■ DIRECTIONS: Gather every line in the items below that contains the string "clicks", and copy each one in full. Case counts.

■ INPUT DATA:
-- Opening Marker --

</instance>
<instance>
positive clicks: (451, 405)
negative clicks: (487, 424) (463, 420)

-- Closing Marker --
-- Opening Marker --

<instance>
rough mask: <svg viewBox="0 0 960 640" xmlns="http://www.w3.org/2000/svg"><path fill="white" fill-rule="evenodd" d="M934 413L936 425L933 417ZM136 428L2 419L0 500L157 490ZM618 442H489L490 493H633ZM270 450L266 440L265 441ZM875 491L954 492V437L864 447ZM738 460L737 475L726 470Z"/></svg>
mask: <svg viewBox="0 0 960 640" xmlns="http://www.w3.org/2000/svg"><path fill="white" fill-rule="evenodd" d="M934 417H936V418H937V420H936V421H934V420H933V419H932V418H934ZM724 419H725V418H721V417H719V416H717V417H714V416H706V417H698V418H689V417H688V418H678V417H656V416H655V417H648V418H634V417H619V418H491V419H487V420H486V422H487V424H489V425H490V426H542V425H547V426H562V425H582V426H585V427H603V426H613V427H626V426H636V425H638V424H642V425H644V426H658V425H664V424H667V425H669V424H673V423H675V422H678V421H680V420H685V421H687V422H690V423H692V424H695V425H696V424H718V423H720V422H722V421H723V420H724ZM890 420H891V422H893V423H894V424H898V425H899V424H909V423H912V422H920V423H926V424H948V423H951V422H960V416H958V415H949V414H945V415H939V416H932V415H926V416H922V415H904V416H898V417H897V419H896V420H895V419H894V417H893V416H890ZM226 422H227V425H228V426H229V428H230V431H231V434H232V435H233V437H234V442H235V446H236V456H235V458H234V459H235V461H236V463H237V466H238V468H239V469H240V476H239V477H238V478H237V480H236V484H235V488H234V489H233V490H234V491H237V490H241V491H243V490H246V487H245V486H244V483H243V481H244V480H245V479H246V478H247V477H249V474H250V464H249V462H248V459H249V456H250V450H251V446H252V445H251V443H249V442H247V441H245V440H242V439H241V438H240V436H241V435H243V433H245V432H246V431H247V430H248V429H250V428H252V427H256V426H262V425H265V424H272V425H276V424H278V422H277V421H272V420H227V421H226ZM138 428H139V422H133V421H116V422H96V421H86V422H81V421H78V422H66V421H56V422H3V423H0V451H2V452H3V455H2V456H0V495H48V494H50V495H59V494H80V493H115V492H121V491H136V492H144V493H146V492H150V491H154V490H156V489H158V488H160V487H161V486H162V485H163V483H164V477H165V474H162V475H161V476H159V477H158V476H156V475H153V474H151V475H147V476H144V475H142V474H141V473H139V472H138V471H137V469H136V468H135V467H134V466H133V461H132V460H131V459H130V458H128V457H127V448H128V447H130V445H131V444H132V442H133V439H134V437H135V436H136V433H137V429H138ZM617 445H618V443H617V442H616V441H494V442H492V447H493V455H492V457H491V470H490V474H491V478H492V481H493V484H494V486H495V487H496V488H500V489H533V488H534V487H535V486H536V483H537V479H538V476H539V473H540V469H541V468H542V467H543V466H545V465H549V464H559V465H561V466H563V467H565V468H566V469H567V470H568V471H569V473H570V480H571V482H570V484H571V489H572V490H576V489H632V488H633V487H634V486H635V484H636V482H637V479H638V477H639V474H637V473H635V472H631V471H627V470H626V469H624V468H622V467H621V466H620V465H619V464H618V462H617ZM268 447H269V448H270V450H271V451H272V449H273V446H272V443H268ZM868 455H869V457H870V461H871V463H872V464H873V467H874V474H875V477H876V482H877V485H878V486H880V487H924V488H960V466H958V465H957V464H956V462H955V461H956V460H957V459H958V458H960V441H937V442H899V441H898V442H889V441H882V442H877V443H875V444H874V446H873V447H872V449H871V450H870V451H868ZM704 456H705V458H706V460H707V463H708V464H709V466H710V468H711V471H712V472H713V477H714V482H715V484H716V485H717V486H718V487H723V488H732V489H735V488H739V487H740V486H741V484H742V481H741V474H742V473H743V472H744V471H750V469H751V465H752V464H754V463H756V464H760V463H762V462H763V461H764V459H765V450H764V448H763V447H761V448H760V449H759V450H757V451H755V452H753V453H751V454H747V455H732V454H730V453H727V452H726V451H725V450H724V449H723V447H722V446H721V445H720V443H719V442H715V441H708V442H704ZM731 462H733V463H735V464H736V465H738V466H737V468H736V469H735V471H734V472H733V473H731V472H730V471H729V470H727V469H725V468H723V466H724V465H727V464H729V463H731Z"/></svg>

-- Closing Marker --
-- Opening Marker --

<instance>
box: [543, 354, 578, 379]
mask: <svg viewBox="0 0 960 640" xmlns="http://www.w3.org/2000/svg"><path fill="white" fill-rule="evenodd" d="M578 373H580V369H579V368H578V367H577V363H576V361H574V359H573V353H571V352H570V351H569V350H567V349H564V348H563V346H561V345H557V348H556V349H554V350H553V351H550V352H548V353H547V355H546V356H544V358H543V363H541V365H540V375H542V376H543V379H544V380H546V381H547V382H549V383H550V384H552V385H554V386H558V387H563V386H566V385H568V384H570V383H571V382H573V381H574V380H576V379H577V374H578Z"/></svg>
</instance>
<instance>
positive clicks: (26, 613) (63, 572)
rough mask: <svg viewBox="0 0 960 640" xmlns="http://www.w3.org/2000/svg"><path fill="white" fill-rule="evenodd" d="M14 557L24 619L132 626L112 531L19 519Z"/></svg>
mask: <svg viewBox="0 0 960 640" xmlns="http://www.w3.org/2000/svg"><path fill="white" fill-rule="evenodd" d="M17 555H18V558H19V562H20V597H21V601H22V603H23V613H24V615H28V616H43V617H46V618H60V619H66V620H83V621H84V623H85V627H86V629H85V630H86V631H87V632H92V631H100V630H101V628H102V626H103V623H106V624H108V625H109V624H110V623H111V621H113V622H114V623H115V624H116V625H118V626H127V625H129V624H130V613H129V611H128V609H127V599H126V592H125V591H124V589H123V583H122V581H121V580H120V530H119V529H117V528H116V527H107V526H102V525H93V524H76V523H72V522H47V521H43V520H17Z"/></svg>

-- Closing Marker --

■ TASK RESULT:
positive clicks: (451, 405)
negative clicks: (487, 424) (463, 420)
positive clicks: (26, 613) (63, 572)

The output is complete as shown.